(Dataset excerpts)

◆ ◆ ◆ ◆

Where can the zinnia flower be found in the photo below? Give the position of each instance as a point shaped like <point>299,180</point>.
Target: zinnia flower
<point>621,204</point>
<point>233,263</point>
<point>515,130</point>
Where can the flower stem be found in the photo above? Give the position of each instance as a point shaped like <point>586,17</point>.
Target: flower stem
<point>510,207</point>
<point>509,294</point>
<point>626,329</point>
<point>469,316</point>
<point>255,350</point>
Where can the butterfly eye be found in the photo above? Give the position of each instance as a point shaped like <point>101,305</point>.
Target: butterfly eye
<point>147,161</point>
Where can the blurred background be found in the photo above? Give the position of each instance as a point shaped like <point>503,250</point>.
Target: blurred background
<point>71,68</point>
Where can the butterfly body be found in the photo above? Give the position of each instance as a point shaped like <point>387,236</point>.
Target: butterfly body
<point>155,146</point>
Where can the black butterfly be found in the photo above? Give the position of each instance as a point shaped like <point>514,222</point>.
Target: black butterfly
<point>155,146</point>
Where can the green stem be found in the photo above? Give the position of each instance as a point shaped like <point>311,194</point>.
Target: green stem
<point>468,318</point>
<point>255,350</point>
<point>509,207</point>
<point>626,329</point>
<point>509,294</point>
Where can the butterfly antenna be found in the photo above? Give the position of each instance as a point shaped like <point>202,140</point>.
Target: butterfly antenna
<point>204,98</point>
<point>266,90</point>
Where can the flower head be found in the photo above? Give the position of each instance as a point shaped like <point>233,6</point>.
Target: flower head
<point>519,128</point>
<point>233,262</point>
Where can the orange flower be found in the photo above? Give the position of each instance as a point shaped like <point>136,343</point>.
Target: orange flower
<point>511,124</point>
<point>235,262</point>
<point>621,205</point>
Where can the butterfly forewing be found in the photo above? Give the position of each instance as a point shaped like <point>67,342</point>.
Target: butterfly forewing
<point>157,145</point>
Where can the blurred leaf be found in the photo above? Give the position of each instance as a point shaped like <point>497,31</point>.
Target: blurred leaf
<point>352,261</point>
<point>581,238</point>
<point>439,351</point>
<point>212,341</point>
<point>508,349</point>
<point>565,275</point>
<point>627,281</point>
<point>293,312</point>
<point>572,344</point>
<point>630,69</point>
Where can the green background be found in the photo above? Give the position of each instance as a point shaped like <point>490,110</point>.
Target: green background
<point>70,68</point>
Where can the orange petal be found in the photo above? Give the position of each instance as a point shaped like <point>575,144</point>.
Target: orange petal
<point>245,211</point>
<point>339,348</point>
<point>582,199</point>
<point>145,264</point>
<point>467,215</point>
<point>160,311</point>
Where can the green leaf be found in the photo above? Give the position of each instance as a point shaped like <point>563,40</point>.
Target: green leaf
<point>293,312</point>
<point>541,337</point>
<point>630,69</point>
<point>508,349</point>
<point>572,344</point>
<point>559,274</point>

◆ ◆ ◆ ◆

**WHAT TO PRODUCE**
Please write the data above out again, exactly the same.

**FINISHED TASK**
Where can the zinnia flower be found in the photo below? Give the position of each instance as a point shaped like <point>299,180</point>.
Target: zinnia flower
<point>621,204</point>
<point>233,263</point>
<point>515,130</point>
Where can the flower stem be found in the photo above? Give the position of each instance as a point shaped like <point>586,17</point>.
Target: flower stem
<point>510,207</point>
<point>509,294</point>
<point>626,329</point>
<point>469,316</point>
<point>255,350</point>
Where can the butterfly eye be found in the photo above? Give the position of each instance as a point shaped like <point>101,305</point>.
Target: butterfly eye
<point>147,161</point>
Where can the blurred background be found in the photo above? Give the position of each instance as a point shaped like <point>503,250</point>.
Target: blurred background
<point>71,68</point>
Where can the butterfly body be found in the photo above? Give the position of each instance as a point shaped like <point>387,236</point>.
Target: butterfly body
<point>155,146</point>
Where can the black butterfly be found in the photo above? Give the position of each instance as a point shaped like <point>514,222</point>.
Target: black butterfly
<point>155,146</point>
Where can the green stem be found in the photo above? Give the position of each instance as a point shaped like <point>311,194</point>.
Target: green stem
<point>468,318</point>
<point>255,350</point>
<point>509,207</point>
<point>626,329</point>
<point>509,294</point>
Where can the butterfly antenna be found in the photo above? Give the position of each instance as a point shaped like <point>202,140</point>.
Target: butterfly antenna
<point>204,98</point>
<point>266,90</point>
Where can the flower head be found in the photo above? Give the position of each instance as a point shaped like <point>233,6</point>.
Target: flower head
<point>519,128</point>
<point>233,262</point>
Where can the orange flower be found in the photo above? Give the position of each instance as a point shaped like <point>136,343</point>.
Target: orange flower
<point>511,124</point>
<point>235,262</point>
<point>621,205</point>
Where can the butterfly forewing be found in the photo above? Give the position of each instance as a point shaped like <point>67,342</point>.
Target: butterfly forewing
<point>157,145</point>
Where can the blurred leaf be found in the photo above? Give the position of each instance as a point shaped like <point>497,31</point>.
Target: blurred leaf
<point>352,261</point>
<point>581,238</point>
<point>439,351</point>
<point>212,341</point>
<point>508,349</point>
<point>565,275</point>
<point>627,281</point>
<point>293,312</point>
<point>572,344</point>
<point>630,69</point>
Where can the green background be found in the photo above? Give the position of each instance as a point shaped like <point>490,110</point>.
Target: green background
<point>70,68</point>
Where can the orange petal be found in the photo above? Give the position of each instance as a point shaped like <point>575,144</point>.
Target: orange petal
<point>245,211</point>
<point>339,348</point>
<point>582,199</point>
<point>145,264</point>
<point>467,215</point>
<point>160,311</point>
Where can the green leaf be found in the photo above? Give the position of each instance as a point shaped like <point>563,40</point>.
Target: green leaf
<point>293,312</point>
<point>541,337</point>
<point>630,69</point>
<point>508,349</point>
<point>572,344</point>
<point>559,274</point>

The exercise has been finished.